_TASK REQUIREMENTS_: The entries follow. Copy every line in which "headlight" appears.

_Data excerpts_:

********************

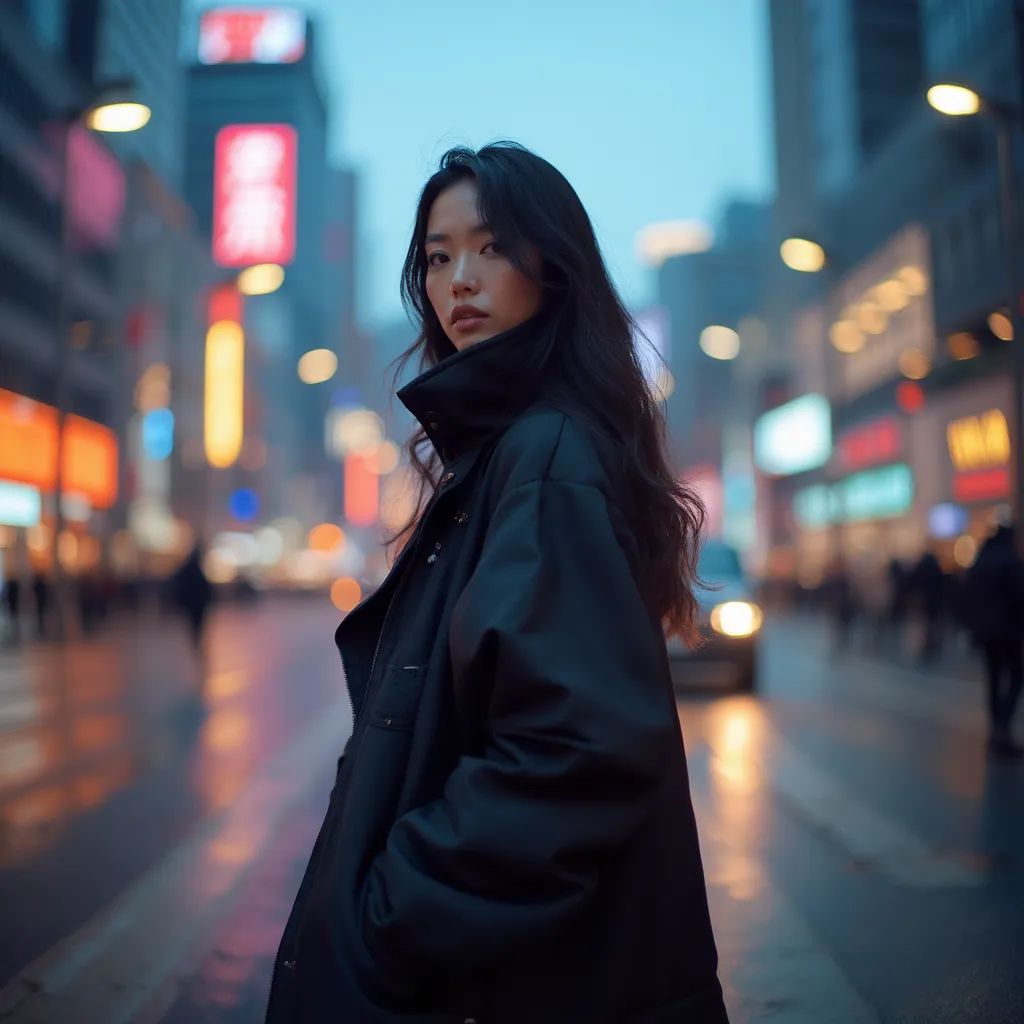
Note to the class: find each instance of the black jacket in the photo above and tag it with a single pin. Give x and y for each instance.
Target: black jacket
(994, 592)
(510, 837)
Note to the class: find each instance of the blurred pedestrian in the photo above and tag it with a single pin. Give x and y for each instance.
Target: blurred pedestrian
(927, 586)
(41, 596)
(841, 599)
(995, 596)
(192, 594)
(511, 835)
(897, 606)
(12, 602)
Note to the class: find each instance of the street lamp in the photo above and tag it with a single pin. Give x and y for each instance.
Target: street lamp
(110, 109)
(955, 99)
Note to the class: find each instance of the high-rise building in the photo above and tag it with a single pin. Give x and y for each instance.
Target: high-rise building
(57, 299)
(138, 41)
(716, 289)
(256, 138)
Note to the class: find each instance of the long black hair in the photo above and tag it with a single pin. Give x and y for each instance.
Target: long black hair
(591, 361)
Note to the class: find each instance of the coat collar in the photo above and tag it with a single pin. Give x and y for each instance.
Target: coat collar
(477, 391)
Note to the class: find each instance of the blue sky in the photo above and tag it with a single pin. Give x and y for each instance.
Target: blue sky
(652, 109)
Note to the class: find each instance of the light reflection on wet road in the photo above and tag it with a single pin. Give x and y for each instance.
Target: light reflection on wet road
(863, 858)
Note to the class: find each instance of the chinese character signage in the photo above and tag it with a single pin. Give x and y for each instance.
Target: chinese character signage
(252, 35)
(254, 195)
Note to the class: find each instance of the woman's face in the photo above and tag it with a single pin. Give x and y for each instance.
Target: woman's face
(474, 289)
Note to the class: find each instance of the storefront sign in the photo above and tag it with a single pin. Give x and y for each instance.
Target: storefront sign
(794, 437)
(254, 195)
(870, 444)
(252, 35)
(877, 494)
(979, 441)
(873, 494)
(29, 451)
(982, 484)
(19, 504)
(947, 520)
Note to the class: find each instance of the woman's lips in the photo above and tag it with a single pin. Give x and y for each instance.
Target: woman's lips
(466, 324)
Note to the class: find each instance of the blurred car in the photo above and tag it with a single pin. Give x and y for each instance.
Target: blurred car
(730, 622)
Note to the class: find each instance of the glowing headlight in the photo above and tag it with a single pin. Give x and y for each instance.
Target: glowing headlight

********************

_EXERCISE ANSWER_:
Note to the class: find each instance of the glowing headlight in the photo above and tag it with a single pin. Give x and y for each instance.
Target: glowing headlight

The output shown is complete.